[start Extracted records]

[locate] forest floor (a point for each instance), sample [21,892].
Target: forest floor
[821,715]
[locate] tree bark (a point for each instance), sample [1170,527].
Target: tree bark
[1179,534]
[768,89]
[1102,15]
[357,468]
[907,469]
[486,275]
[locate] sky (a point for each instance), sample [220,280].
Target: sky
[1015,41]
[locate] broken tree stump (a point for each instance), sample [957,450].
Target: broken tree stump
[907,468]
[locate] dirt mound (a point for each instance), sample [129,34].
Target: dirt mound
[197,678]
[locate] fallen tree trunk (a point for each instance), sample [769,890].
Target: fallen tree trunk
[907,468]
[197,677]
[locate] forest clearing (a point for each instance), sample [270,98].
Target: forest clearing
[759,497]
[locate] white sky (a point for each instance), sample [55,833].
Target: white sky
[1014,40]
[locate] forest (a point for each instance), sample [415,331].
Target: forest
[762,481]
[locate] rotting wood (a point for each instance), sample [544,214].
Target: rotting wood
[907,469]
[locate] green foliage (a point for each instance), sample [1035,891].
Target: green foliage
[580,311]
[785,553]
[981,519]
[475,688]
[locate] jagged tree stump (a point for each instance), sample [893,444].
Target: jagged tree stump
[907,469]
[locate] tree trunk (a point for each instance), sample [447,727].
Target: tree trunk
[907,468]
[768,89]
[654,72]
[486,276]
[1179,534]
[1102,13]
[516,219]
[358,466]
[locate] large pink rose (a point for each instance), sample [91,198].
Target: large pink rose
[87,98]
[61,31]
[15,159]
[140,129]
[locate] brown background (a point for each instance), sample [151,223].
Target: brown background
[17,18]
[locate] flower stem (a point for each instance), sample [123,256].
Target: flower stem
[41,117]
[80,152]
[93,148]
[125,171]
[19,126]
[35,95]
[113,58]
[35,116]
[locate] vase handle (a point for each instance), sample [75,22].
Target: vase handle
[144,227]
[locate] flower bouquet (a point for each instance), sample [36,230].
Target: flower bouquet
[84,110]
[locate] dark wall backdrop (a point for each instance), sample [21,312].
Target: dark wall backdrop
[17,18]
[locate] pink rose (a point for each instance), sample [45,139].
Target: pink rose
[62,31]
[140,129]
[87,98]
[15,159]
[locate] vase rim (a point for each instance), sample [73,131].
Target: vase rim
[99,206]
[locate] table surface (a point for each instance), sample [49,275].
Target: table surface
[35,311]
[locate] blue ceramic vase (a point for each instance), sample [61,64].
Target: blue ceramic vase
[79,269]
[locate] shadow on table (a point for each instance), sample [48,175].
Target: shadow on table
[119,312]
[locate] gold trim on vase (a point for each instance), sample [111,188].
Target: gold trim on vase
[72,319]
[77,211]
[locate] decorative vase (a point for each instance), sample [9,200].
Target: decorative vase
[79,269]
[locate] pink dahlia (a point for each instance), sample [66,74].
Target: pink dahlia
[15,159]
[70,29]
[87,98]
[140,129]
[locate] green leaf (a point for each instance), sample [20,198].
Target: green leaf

[end Extracted records]

### [Task instructions]
All of the data shown above must be copied exactly.

### [Exercise output]
[locate] forest floor (a point for each instance), sample [21,892].
Target: forest floor
[821,715]
[locate] tree bark (a point for each instance), sample [1170,527].
Target: tree bark
[1179,534]
[768,89]
[1102,15]
[357,468]
[907,469]
[486,275]
[locate] sky (a point for each instance), sample [220,280].
Target: sky
[1015,41]
[locate] broken tree stump (a point for each instance), sample [957,450].
Target: broken tree stump
[907,468]
[locate] dirt mound (a point for each instance), sample [129,34].
Target: dirt mound
[197,678]
[locate] fallen tree trunk (a point for each instance), sample [769,890].
Target: fallen tree trunk
[907,468]
[197,677]
[locate] forest clearing (a point for each instance), sample [270,98].
Target: forest clearing
[759,497]
[locate] white sky (a point for each instance), sample [55,833].
Target: white sky
[1014,40]
[locate] forest (a point for each instance), sample [415,331].
Target: forest
[762,481]
[locate] rotting wood (a point for each instance), sample [544,214].
Target: rotting wood
[907,469]
[locate] green foliage (a point for each instance), sample [1035,891].
Target: green foliage
[580,311]
[785,553]
[981,519]
[475,688]
[locate] jagged tree stump (a point for each instance), sample [893,444].
Target: jagged tree stump
[907,469]
[locate] tree trunk (a point for each instance), sample [447,727].
Target: tree trunk
[907,468]
[768,89]
[654,72]
[486,276]
[1179,534]
[1102,13]
[516,219]
[358,466]
[locate] large pink rose (a point for each instance), sample [91,198].
Target: large pink rose
[87,98]
[61,31]
[15,159]
[140,129]
[locate] brown background (a point for each instance), sample [151,223].
Target: brown background
[17,18]
[locate] flower stem (a point for each instance), sample [123,256].
Target: flower stem
[41,117]
[80,152]
[93,148]
[125,171]
[19,126]
[35,95]
[113,58]
[35,116]
[locate] vase handle (a point for each instance), sample [75,22].
Target: vase handle
[144,227]
[locate] flower bouquet (a point for each instance), sample [36,230].
Target: flower bouquet
[84,110]
[locate] dark wall backdrop (a point for each instance), sample [21,312].
Target: dark wall backdrop
[17,18]
[locate] pink rose (a point for each instance), sample [45,139].
Target: pink rose
[62,31]
[140,129]
[87,98]
[15,159]
[locate] vase rim (a point for each instance), sample [73,131].
Target: vase rim
[99,206]
[locate] table surface (a point for each instance), sample [49,275].
Target: table surface
[35,311]
[locate] blue ceramic vase (a point for each instance), sample [61,64].
Target: blue ceramic vase
[79,269]
[locate] shadow on table (a point for each instance), sample [48,175].
Target: shadow on table
[119,312]
[locate] gold trim on vase (a point for each instance), sample [111,188].
Target: gold trim on vase
[72,319]
[77,211]
[locate] decorative vase (a point for each instance), sample [9,200].
Target: decorative vase
[79,269]
[locate] pink dahlia (a point for each instance), sample [66,74].
Target: pink dahlia
[15,159]
[70,29]
[87,98]
[140,129]
[locate] green leaf (a point for each instance), sample [20,198].
Target: green leaf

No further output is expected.